Resignation from Membership

Article 4 - Each member has the right to resignation from the membership in the association by announcing this in writing. The resignation procedures are considered to be concluded as soon as the resignation request letter of the member reaches the board of directors. Resignation doesn't dissolve the accumulated debts of the member to the association.

Terminating Membership

Article 5-Situations which require termination of the association membership:

1- To act in contradiction with the association's charter,

2- Constantly avoiding from fulfilment of duties,

3- Failure to pay membership fee in six months, even written notices,

4- Not complying with the decisions made by the association's bodies,

5- Not to fulfil the membership conditions.

6- It shall be possible to terminate membership with decision of the board of directors if any of the aforementioned conditions are identified.

Those who resign from their memberships in the association, or who are subject to termination of membership shall be erased from the membership recording books, and they may not claim any rights with respect to association's assets.

Association’s Bodies

Article 6-The association’s bodies are specified below.

1-General assembly,

2-Board of directors,

3-Audit commission,

Composition of the Association's General Assembly, Meeting Date, Meeting and Call Method

Article 7- The General Assembly is the highest body of the Association and is composed of all registered members of the Association and when the number of branches is three, it's composed of delegates-at-large of the branch with delegates elected by registered members of the branch.

The general assembly may gather together in the following conditions;

1-Ordinary meeting at the time determined in this charter,

2- Extraordinary meeting within thirty days, if the board of directors or the audit board deems it necessary, or if one fifth of the members submit such a request in writing.

The ordinary general assembly meets once every 3 years in April, on the day and at the time indicated by the board of directors.

The general assembly is called for a meeting by the board of directors.

In case the board of directors doesn't invite the general assembly for meeting, justice of peace assigns three members to invite the general assembly for meeting upon submission of a request by one of the members.

Call Method

The board of directors prepares the list of members authorized to attend the general assembly meetings according to the association's charter. Members authorized for participation in the general assembly meeting are invited to the meetings by announcing the day, time, location and agenda of the meeting in a newspaper or by announcing it in writing or via e-mail at least fifteen days prior to the meeting. The day, time and location of a second meeting are also indicated in this invitation in case the quorum for the meeting is not fulfilled. The interval between the first and second meeting shall not be less than seven days or more than sixty days.

If the meeting is not held due to a reason other than non-fulfilment of the quorum, the members are notified of this situation including the cancellation reasons according to the rules corresponding to the invitation for the first meeting. The second meeting must be held within six month the latest from the date the meeting was cancelled. The members are invited to the second meeting in compliance with the rules indicated in the first paragraph.

:::::

◆ Problem set
1. According to the association charter, how often does the ordinary general assembly meet?
2. Show every line of the rows that contains the string "tower".
The text and the rows were taken from unrelated sources.

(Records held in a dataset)
:::::

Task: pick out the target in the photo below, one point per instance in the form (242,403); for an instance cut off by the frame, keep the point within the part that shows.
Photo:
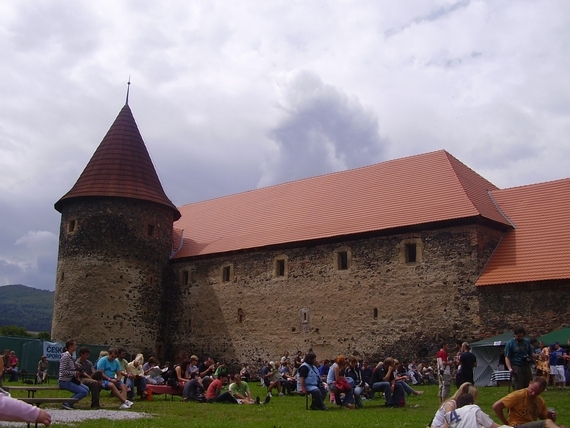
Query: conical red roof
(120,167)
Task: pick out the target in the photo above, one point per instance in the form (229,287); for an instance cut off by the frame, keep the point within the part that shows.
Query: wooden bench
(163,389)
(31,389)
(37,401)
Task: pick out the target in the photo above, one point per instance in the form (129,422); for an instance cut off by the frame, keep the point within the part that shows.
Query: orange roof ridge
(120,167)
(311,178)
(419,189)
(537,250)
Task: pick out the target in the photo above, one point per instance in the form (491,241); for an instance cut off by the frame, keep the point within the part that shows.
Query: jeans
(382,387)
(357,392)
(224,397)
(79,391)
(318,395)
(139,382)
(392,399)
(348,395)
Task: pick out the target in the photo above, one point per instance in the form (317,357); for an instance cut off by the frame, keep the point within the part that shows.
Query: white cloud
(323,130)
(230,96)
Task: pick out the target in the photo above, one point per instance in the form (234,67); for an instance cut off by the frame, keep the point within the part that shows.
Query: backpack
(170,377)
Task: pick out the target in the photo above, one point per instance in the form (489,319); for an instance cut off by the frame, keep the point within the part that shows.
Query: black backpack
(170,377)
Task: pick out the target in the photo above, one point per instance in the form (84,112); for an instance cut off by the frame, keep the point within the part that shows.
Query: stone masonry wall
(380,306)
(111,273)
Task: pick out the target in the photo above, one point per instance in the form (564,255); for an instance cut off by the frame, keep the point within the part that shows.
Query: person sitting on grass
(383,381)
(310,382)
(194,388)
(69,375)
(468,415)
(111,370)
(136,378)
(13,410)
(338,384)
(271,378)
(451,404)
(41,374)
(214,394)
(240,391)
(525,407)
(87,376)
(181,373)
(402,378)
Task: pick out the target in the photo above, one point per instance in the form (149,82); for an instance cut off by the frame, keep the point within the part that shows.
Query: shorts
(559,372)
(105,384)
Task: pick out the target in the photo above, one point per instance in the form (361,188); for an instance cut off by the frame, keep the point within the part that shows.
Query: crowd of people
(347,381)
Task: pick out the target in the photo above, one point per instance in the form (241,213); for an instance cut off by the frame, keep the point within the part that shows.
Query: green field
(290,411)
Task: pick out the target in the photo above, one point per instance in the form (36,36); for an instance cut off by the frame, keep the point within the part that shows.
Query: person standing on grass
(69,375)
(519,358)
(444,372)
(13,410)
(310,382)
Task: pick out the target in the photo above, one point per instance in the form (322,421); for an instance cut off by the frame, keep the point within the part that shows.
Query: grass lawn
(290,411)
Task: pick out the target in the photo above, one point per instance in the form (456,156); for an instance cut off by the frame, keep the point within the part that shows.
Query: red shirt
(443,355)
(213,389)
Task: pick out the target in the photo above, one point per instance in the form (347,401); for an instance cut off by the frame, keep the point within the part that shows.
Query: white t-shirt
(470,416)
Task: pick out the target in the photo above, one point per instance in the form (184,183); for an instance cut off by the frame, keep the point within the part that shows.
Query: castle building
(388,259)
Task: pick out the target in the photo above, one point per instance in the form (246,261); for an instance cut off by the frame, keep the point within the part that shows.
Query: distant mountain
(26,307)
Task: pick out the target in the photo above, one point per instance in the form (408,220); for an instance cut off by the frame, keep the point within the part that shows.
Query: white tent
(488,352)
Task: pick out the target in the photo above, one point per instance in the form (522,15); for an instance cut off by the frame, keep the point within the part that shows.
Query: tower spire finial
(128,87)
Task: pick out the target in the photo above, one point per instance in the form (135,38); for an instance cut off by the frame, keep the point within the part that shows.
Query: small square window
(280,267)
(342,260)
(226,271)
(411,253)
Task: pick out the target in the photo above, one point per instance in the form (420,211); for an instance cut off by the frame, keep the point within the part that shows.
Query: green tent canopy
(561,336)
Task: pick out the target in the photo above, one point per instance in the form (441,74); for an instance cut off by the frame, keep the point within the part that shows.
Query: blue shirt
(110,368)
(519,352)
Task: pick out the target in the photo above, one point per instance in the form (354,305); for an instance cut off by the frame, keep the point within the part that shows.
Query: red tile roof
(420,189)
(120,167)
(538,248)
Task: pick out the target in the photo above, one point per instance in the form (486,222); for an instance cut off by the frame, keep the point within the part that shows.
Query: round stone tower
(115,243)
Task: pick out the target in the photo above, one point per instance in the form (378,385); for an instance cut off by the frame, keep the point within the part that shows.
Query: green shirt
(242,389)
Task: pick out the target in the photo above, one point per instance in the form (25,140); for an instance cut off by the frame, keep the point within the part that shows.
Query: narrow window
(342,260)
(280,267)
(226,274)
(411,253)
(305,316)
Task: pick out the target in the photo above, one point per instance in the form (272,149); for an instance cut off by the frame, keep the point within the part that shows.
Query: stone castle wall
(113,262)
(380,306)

:::::

◆ Task-by-task outputs
1. Once every 3 years in April, on the day and at the time indicated by the board of directors.

2.
Query: tower spire finial
Query: round stone tower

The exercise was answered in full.